Your task is to output the entries below word for word.

* * * * *

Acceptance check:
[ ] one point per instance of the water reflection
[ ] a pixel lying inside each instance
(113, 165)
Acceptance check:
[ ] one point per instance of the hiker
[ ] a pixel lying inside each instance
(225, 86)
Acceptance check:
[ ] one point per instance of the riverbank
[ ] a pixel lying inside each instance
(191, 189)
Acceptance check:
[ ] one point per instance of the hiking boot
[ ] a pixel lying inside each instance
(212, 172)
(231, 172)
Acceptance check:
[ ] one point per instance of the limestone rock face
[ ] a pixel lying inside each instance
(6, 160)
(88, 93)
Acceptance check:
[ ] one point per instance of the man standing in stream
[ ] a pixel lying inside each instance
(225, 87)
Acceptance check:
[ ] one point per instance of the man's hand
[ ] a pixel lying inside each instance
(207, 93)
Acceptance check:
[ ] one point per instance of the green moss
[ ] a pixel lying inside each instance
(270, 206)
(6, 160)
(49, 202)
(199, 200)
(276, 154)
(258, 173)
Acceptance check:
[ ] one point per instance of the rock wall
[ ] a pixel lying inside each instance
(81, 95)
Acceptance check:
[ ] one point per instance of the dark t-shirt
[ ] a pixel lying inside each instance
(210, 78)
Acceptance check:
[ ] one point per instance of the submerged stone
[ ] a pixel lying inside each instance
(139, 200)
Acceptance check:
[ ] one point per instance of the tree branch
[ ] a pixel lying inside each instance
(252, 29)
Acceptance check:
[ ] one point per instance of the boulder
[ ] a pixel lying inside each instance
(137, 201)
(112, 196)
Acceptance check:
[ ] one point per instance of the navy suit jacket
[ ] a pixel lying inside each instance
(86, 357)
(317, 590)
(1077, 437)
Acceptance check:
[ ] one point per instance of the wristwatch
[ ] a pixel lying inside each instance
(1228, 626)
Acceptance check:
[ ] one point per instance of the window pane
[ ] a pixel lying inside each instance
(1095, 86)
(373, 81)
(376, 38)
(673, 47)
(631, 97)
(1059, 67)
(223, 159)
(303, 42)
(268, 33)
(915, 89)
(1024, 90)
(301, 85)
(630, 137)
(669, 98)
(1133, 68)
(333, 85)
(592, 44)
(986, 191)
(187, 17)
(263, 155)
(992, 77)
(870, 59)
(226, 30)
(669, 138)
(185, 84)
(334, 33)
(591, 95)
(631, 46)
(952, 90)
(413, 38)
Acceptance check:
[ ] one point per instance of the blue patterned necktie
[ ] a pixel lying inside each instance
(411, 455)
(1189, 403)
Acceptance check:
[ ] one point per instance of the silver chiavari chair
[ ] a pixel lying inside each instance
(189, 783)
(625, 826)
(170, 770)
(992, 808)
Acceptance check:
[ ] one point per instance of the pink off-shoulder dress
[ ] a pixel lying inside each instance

* * * * *

### EXERCISE RESPONSE
Acceptance check:
[ ] one point per instance of the water reflection
[ ] a pixel lying inside each instance
(113, 165)
Acceptance check:
[ ] one point per instance of the hiker
[ ] a pixel lying inside each instance
(225, 86)
Acceptance check:
[ ] one point per instance of the riverbank
[ ] a pixel lying inside each instance
(191, 189)
Acceptance check:
[ ] one point per instance of the hiking boot
[ ] a pixel lying inside each instance
(212, 172)
(231, 172)
Acceptance check:
[ ] one point per instance of the limestone rock face
[ ] a pixel lying inside each instance
(6, 160)
(88, 93)
Acceptance check:
[ ] one point per instance of the man standing in stream
[ ] a pixel lying inside each instance
(225, 87)
Acceptance check:
[ ] one point per instance of the man's hand
[ ] a pixel lying inside each instance
(207, 93)
Acceptance check:
[ ] one point per instance of the green moss
[ ] a pixel lying inside each instance
(270, 206)
(6, 160)
(49, 202)
(199, 200)
(276, 154)
(258, 173)
Acceptance check:
[ ] one point per instance of the rock wall
[ ] a pixel lying inside each instance
(81, 95)
Acceptance check:
[ ] one point per instance of the dark t-shirt
[ ] a pixel lying inside each instance
(210, 78)
Acceptance check:
[ ] one point per instance of the submerged stone
[ ] a pixel lying inside each instance
(139, 200)
Acceptance check:
[ ] one point per instance of the tree branch
[ ] a pixel lying inside each instance
(252, 29)
Acceptance check:
[ ] one point per instance of the boulder
[ ] a pixel lying inside each instance
(137, 201)
(112, 196)
Acceptance check:
[ ] one point per instance of the navy suit jacket
[ ] a pixel lying inside each instance
(86, 357)
(317, 590)
(1077, 437)
Acceptance check:
[ ] one point per instance of the wristwatch
[ ] a pixel lying inside each instance
(1228, 626)
Acceptance check:
[ ] one point per instance of the window pane
[ ] a pixel lying inside each instance
(1095, 86)
(373, 81)
(376, 38)
(673, 47)
(631, 97)
(1059, 67)
(223, 159)
(303, 42)
(268, 33)
(915, 89)
(1024, 90)
(301, 85)
(630, 137)
(669, 98)
(1133, 68)
(333, 85)
(592, 44)
(986, 191)
(187, 17)
(263, 155)
(992, 77)
(870, 59)
(226, 30)
(669, 138)
(185, 84)
(334, 33)
(591, 95)
(631, 46)
(952, 90)
(413, 38)
Acceptance check:
[ ] one point per instance of the blue patterned necktie
[ ] a pixel lying inside each instance
(411, 455)
(1189, 403)
Acceptance check:
[ ] one point per instance of the silver chiavari chair
[ ] a pixel lying inside each instance
(189, 783)
(625, 826)
(170, 770)
(992, 808)
Acceptance check:
[ ] one point per instance of the pink off-shoulder dress
[ ] a pixel lying inside each instance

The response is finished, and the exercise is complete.